Object position labeling entries:
# # # # # # #
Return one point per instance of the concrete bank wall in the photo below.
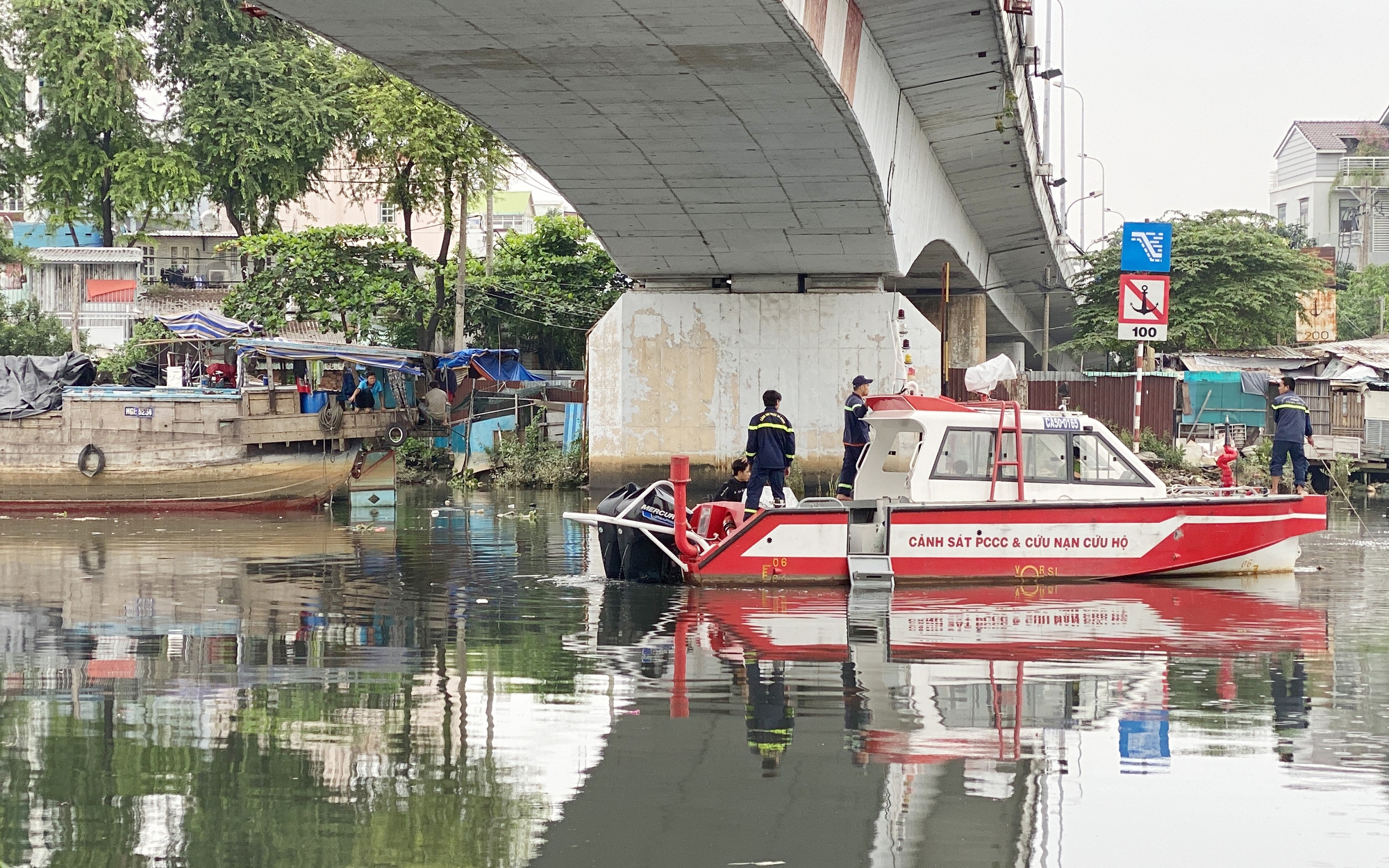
(684, 372)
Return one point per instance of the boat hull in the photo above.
(1027, 541)
(247, 484)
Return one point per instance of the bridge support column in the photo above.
(969, 330)
(681, 372)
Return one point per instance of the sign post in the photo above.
(1145, 290)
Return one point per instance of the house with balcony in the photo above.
(1333, 177)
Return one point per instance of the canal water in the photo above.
(459, 687)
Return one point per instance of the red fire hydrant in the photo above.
(1226, 465)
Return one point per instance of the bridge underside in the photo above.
(801, 149)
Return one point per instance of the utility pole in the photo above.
(491, 235)
(460, 288)
(945, 327)
(77, 306)
(1047, 92)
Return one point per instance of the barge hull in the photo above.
(262, 484)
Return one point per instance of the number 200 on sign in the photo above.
(1142, 333)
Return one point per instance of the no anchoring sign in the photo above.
(1144, 308)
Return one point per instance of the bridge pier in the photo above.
(681, 366)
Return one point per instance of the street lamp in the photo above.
(1065, 88)
(1104, 187)
(1092, 195)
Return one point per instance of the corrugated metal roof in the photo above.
(191, 234)
(88, 255)
(1370, 351)
(1291, 362)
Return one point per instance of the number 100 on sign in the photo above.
(1144, 308)
(1142, 333)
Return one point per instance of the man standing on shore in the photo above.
(772, 446)
(856, 437)
(1292, 423)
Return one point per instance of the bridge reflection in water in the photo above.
(460, 690)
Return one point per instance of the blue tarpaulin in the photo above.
(390, 359)
(504, 366)
(41, 235)
(208, 326)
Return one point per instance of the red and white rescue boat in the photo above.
(938, 498)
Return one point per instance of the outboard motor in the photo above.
(629, 553)
(609, 534)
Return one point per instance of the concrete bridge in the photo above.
(781, 177)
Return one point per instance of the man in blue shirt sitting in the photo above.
(1292, 423)
(369, 394)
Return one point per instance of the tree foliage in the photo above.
(548, 290)
(358, 281)
(416, 152)
(91, 148)
(262, 119)
(1358, 306)
(27, 331)
(1236, 284)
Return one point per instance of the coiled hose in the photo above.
(331, 419)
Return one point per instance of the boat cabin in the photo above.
(937, 451)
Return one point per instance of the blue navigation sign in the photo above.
(1148, 248)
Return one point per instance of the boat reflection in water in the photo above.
(458, 687)
(935, 727)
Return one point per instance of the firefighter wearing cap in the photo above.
(856, 437)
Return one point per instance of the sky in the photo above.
(1187, 101)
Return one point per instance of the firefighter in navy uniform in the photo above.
(772, 448)
(856, 438)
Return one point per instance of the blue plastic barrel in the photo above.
(313, 402)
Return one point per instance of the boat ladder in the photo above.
(870, 566)
(1016, 430)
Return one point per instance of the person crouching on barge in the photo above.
(737, 485)
(772, 446)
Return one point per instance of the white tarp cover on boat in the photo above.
(985, 376)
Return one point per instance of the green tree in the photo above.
(548, 290)
(90, 145)
(1359, 305)
(1236, 284)
(262, 120)
(415, 152)
(13, 126)
(359, 281)
(27, 331)
(262, 103)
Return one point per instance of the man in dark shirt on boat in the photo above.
(772, 446)
(369, 394)
(856, 437)
(1292, 423)
(737, 485)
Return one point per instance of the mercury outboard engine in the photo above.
(627, 552)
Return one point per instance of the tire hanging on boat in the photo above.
(91, 449)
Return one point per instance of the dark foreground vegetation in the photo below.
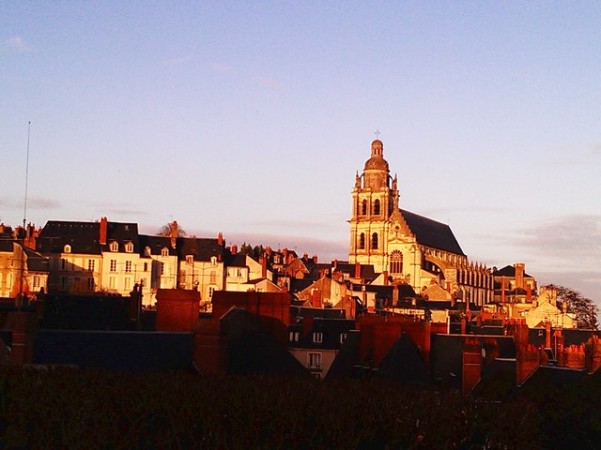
(62, 407)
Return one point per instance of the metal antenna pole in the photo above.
(20, 299)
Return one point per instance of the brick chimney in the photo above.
(174, 233)
(103, 231)
(519, 275)
(263, 261)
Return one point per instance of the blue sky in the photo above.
(252, 118)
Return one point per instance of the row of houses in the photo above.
(114, 258)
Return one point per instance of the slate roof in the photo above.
(83, 237)
(366, 270)
(431, 233)
(35, 261)
(133, 351)
(326, 313)
(202, 248)
(252, 349)
(122, 232)
(235, 260)
(330, 328)
(156, 244)
(508, 271)
(404, 363)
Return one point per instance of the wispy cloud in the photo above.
(178, 61)
(572, 240)
(32, 203)
(17, 43)
(568, 156)
(43, 203)
(270, 83)
(220, 68)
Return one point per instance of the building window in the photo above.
(314, 360)
(377, 208)
(396, 262)
(374, 241)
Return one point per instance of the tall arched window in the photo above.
(374, 241)
(362, 241)
(377, 207)
(396, 262)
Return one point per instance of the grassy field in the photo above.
(61, 407)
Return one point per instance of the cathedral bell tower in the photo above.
(375, 201)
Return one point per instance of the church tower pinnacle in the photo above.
(375, 200)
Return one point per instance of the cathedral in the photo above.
(406, 247)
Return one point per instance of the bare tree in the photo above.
(168, 228)
(584, 308)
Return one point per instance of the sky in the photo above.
(252, 119)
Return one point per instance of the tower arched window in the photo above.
(362, 241)
(374, 241)
(396, 262)
(377, 207)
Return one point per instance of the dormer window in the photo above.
(317, 337)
# # # # # # #
§ Do this: Scale the entries from the line that contains "Return one point per instance of the church" through the last line of the entries, both included. Write only those lines out again, requests included, and multiply every coordinate in the answers by 2.2, rounding to whole numbers with halves rounded up.

§ Result of this exercise:
Return one point per instance of the church tower pinnacle in the photo above.
(825, 440)
Return one point per instance of the cathedral in the photo above.
(893, 543)
Return one point per instance of the bare tree in the photo above.
(370, 502)
(1285, 678)
Return one point per instance of the sky in the photo above.
(554, 262)
Return one point per instance of the tower arched window in the photo above.
(796, 530)
(823, 530)
(871, 576)
(829, 455)
Return one point per instance of the dormer window in the photo above.
(697, 741)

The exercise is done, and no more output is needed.